DATASET CONTENT below:

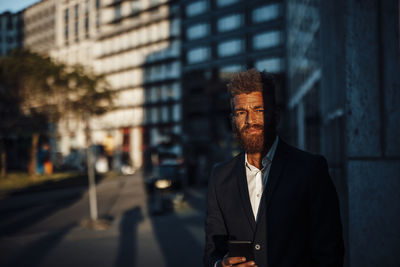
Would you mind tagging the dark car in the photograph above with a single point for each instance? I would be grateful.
(165, 187)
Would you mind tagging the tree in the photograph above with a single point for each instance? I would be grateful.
(44, 91)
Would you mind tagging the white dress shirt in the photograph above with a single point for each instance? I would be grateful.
(257, 179)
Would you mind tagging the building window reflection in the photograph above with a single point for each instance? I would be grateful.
(267, 40)
(266, 13)
(230, 48)
(197, 31)
(222, 3)
(197, 55)
(230, 22)
(226, 72)
(273, 65)
(196, 8)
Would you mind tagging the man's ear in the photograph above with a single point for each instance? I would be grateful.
(277, 114)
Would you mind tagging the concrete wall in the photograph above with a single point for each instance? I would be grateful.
(369, 33)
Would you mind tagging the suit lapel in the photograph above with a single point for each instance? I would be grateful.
(278, 163)
(240, 172)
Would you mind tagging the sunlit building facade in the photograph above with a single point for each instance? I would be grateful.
(221, 37)
(11, 32)
(139, 54)
(40, 26)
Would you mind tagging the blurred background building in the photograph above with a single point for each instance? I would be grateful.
(336, 65)
(40, 26)
(138, 52)
(11, 31)
(218, 38)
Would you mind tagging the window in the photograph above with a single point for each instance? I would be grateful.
(135, 6)
(66, 16)
(196, 8)
(76, 11)
(222, 3)
(271, 65)
(229, 23)
(164, 114)
(117, 12)
(87, 6)
(266, 13)
(199, 54)
(197, 31)
(76, 31)
(230, 48)
(87, 26)
(66, 34)
(267, 40)
(177, 112)
(226, 71)
(97, 20)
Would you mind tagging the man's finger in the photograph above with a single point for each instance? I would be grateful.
(229, 261)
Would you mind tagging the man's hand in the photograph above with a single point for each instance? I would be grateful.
(237, 261)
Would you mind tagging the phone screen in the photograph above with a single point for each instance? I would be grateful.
(241, 249)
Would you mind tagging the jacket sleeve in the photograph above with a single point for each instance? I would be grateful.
(327, 248)
(216, 232)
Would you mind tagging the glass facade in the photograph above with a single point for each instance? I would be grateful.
(267, 40)
(266, 13)
(196, 8)
(273, 65)
(223, 3)
(230, 22)
(197, 55)
(230, 48)
(197, 31)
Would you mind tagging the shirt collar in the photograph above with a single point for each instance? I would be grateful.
(266, 159)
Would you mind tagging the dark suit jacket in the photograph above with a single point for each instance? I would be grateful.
(298, 222)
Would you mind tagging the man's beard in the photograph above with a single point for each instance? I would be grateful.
(256, 142)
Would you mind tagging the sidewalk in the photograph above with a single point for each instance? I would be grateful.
(133, 238)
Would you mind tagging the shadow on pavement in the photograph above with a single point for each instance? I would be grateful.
(34, 253)
(30, 205)
(77, 180)
(127, 251)
(178, 244)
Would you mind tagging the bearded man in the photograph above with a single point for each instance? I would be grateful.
(279, 198)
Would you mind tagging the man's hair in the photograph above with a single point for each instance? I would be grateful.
(252, 80)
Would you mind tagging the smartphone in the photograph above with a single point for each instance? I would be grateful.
(241, 249)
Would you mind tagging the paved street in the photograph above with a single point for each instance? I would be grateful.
(45, 229)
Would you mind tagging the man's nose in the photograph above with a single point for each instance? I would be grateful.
(251, 117)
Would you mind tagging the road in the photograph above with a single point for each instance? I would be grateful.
(45, 228)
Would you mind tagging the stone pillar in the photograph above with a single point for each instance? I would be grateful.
(370, 37)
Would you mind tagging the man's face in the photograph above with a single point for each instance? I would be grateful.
(248, 122)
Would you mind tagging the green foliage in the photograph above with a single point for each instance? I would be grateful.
(35, 88)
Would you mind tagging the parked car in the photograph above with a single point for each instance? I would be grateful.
(165, 187)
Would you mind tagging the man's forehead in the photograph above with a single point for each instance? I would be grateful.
(251, 99)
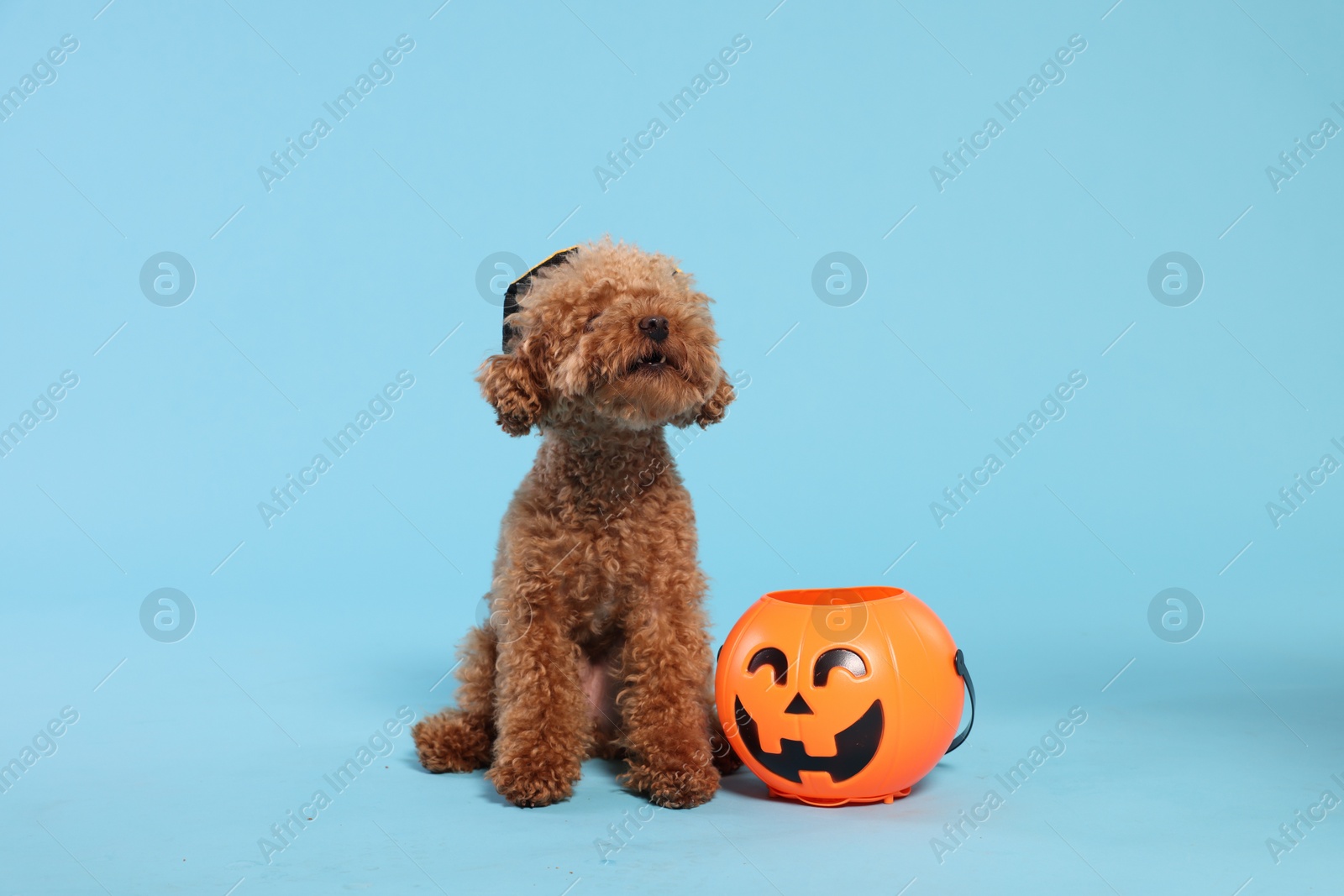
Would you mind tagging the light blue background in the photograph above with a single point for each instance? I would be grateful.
(363, 259)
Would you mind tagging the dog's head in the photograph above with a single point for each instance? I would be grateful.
(609, 335)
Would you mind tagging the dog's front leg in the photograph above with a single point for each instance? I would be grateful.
(541, 711)
(665, 665)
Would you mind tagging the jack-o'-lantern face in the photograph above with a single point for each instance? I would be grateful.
(855, 745)
(835, 696)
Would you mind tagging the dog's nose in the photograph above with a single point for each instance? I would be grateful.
(655, 328)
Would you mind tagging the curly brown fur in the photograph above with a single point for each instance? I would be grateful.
(597, 642)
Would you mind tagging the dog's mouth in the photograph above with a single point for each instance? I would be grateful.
(855, 747)
(652, 362)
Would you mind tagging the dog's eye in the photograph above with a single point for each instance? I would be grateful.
(837, 658)
(774, 658)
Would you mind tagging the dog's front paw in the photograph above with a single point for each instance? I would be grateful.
(452, 741)
(533, 783)
(682, 788)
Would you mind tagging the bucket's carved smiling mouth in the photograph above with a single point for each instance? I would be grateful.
(855, 747)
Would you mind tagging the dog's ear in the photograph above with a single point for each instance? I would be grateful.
(515, 385)
(717, 406)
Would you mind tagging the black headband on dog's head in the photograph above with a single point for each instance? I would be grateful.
(521, 286)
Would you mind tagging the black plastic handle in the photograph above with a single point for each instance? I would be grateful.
(960, 663)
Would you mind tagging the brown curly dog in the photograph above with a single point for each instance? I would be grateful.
(596, 645)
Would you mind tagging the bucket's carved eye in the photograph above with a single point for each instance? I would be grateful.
(837, 658)
(774, 658)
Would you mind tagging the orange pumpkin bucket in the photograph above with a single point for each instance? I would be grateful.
(839, 696)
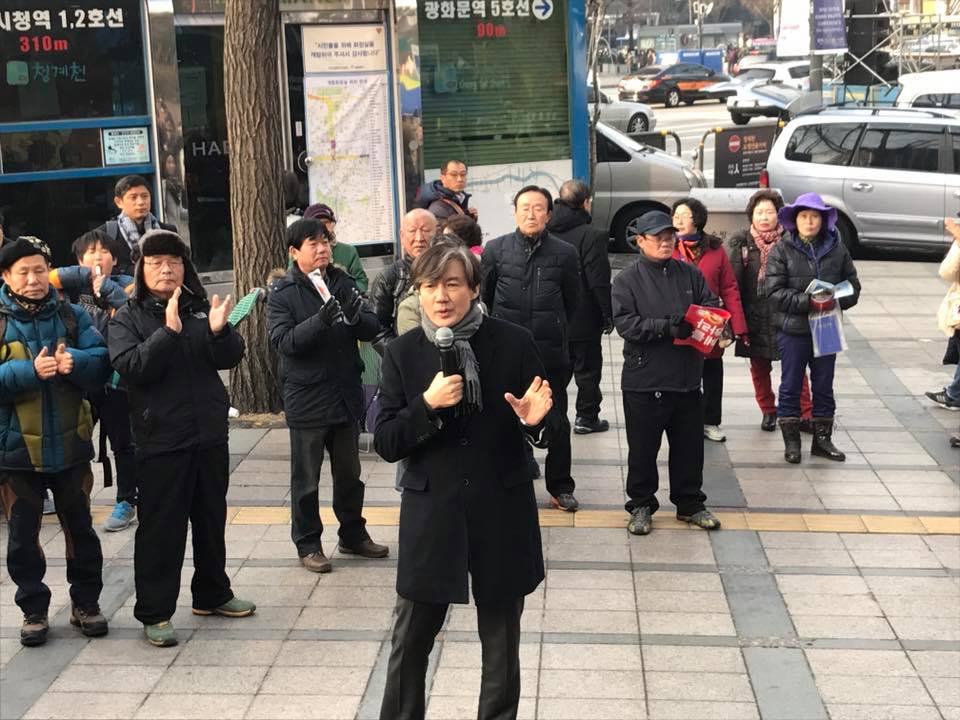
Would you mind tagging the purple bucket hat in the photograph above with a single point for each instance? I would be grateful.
(807, 201)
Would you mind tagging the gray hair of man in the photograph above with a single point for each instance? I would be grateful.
(575, 193)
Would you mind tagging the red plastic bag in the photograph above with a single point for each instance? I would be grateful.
(708, 324)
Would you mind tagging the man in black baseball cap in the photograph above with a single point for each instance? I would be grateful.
(661, 380)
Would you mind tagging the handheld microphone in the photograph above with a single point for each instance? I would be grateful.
(449, 362)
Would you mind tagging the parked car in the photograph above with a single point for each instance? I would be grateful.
(683, 82)
(628, 117)
(632, 179)
(761, 99)
(893, 174)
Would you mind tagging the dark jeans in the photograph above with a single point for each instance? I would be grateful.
(712, 391)
(22, 495)
(586, 356)
(306, 459)
(796, 353)
(648, 415)
(189, 485)
(113, 411)
(416, 628)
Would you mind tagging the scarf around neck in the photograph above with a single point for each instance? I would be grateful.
(462, 332)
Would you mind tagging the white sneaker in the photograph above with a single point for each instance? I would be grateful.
(712, 432)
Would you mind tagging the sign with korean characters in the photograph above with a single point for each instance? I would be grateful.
(73, 59)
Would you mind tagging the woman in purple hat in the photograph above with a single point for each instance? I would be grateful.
(810, 249)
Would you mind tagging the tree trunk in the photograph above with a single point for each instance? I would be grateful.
(252, 97)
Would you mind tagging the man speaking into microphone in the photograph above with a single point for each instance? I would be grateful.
(460, 413)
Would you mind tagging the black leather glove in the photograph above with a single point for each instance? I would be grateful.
(330, 313)
(352, 307)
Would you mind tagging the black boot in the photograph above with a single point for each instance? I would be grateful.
(790, 428)
(822, 445)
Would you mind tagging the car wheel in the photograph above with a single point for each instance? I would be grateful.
(638, 123)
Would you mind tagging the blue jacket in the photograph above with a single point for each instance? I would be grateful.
(45, 425)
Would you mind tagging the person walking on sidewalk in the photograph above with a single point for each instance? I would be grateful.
(317, 337)
(811, 249)
(531, 278)
(169, 344)
(707, 253)
(468, 513)
(661, 380)
(593, 317)
(50, 356)
(749, 252)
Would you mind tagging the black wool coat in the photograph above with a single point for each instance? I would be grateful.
(468, 503)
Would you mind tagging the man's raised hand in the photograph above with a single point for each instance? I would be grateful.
(219, 313)
(535, 403)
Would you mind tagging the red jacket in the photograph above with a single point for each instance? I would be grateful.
(715, 266)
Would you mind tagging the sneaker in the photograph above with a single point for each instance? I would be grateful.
(121, 518)
(585, 426)
(566, 502)
(943, 400)
(234, 607)
(90, 620)
(712, 432)
(33, 632)
(703, 519)
(641, 521)
(160, 634)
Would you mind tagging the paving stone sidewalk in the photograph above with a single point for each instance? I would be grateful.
(834, 592)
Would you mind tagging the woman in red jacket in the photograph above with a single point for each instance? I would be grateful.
(707, 253)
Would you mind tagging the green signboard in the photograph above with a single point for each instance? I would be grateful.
(494, 81)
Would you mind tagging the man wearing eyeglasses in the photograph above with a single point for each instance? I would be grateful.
(447, 196)
(661, 380)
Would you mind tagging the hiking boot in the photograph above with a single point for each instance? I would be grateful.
(641, 521)
(943, 400)
(790, 429)
(90, 620)
(160, 634)
(713, 432)
(234, 607)
(122, 516)
(585, 426)
(316, 562)
(702, 519)
(566, 502)
(368, 549)
(34, 630)
(822, 444)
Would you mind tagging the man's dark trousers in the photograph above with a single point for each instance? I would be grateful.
(586, 356)
(648, 415)
(413, 636)
(22, 494)
(188, 485)
(342, 441)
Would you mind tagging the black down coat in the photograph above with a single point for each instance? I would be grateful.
(792, 266)
(573, 226)
(468, 503)
(534, 283)
(322, 366)
(756, 308)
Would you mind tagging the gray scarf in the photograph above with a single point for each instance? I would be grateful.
(462, 332)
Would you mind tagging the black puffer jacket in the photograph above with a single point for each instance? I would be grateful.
(177, 399)
(322, 366)
(573, 226)
(790, 269)
(645, 297)
(534, 283)
(756, 308)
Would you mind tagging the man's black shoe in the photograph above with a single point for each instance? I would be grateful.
(585, 426)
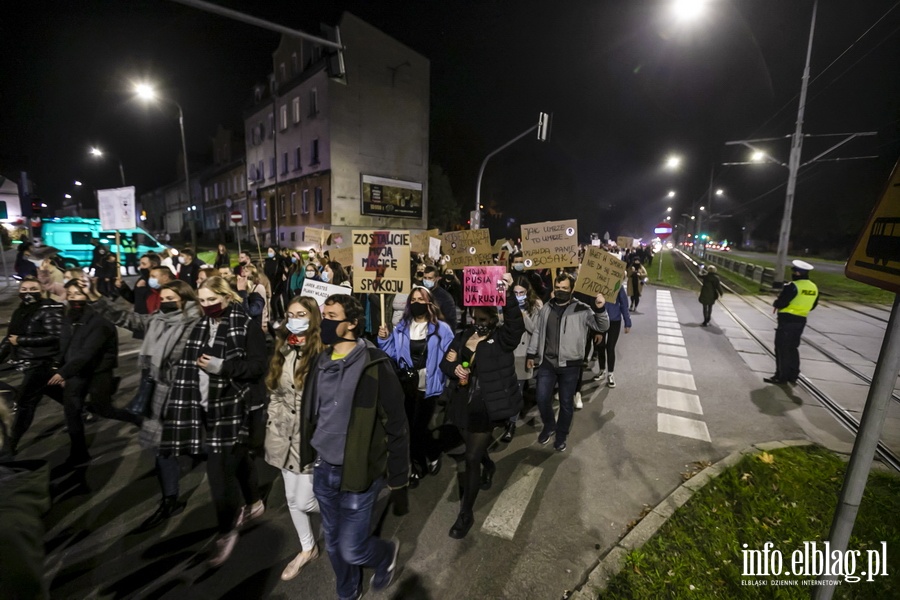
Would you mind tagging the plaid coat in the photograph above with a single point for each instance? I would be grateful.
(187, 430)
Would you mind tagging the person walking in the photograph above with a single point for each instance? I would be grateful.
(164, 334)
(531, 306)
(417, 345)
(794, 303)
(30, 346)
(211, 407)
(557, 349)
(484, 395)
(297, 345)
(605, 343)
(88, 354)
(355, 438)
(710, 291)
(636, 274)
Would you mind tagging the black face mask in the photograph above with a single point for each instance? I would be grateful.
(417, 309)
(168, 307)
(328, 332)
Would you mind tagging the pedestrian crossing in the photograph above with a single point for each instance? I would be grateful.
(674, 379)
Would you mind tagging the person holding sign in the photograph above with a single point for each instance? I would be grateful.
(484, 394)
(557, 349)
(417, 345)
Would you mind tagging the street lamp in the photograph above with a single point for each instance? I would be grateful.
(146, 92)
(94, 151)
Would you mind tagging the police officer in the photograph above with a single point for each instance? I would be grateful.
(793, 305)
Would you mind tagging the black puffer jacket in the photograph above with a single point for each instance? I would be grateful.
(495, 365)
(87, 346)
(40, 343)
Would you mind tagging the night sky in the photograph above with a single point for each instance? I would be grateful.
(627, 84)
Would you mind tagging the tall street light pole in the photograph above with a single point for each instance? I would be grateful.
(146, 92)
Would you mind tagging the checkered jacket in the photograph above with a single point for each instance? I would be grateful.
(186, 430)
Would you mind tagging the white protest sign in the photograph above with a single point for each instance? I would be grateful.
(116, 207)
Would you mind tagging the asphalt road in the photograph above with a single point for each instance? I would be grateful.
(683, 395)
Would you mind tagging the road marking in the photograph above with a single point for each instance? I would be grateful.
(684, 381)
(672, 362)
(679, 401)
(673, 350)
(513, 501)
(671, 339)
(682, 426)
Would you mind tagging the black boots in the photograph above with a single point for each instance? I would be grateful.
(168, 507)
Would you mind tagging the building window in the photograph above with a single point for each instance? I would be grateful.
(313, 102)
(319, 205)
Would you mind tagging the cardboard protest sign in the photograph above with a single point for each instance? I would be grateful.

End of DATASET CONTENT.

Each line, beginning at the one that contains "Would you mind tagging the person holding" and continuing through the end of the records, must be written out exactly, first and last included.

Would you mind tagging the person holding sign in the photograph above with a single point for each instance? I would be grateful.
(484, 394)
(557, 349)
(417, 345)
Would you mind tagging the street lamp in the photograph above with a single point for each instance? I would be grateful.
(146, 92)
(94, 151)
Would you mind tagging the police officer in the photograph above with a single point for each instance? I would be grateful.
(793, 305)
Would you mind tagging the black puffer jacket in the photograph above with a single point for each instance? I would be grateful.
(495, 365)
(87, 346)
(40, 343)
Would you mind tagging the night sky in the photograph above with a single point for each instance? I would be grateful.
(627, 84)
Would you mind tagging the tall street light pole in the photograph above with a single point for each instance? I would be grateful.
(146, 92)
Would you mind tagging the checkered jacket in the photograph above with a single point for each instance? I would be grateful.
(186, 430)
Would you mind tagging the white protest sign in the photograph above with a single point for each instance? I would be grateful.
(116, 207)
Would you mind tagging the asphalt road in the photograph above with a single point for each instance? I would be grateful.
(683, 395)
Would you mind tagging the road marking in the photograph above with a single point for each instance? I would be grateful.
(684, 381)
(672, 362)
(679, 401)
(673, 350)
(513, 501)
(671, 339)
(682, 426)
Would you mind tagging the black boots in the photograph above with a single point for each instance? I would be grateful.
(168, 507)
Would you mind tagging the building window in the photograph above with a single point for each instance? I would be grateful.
(313, 102)
(319, 205)
Would you mind tagging the cardboard protest sign in the photograph above with a single point for each instance? I would be grateful.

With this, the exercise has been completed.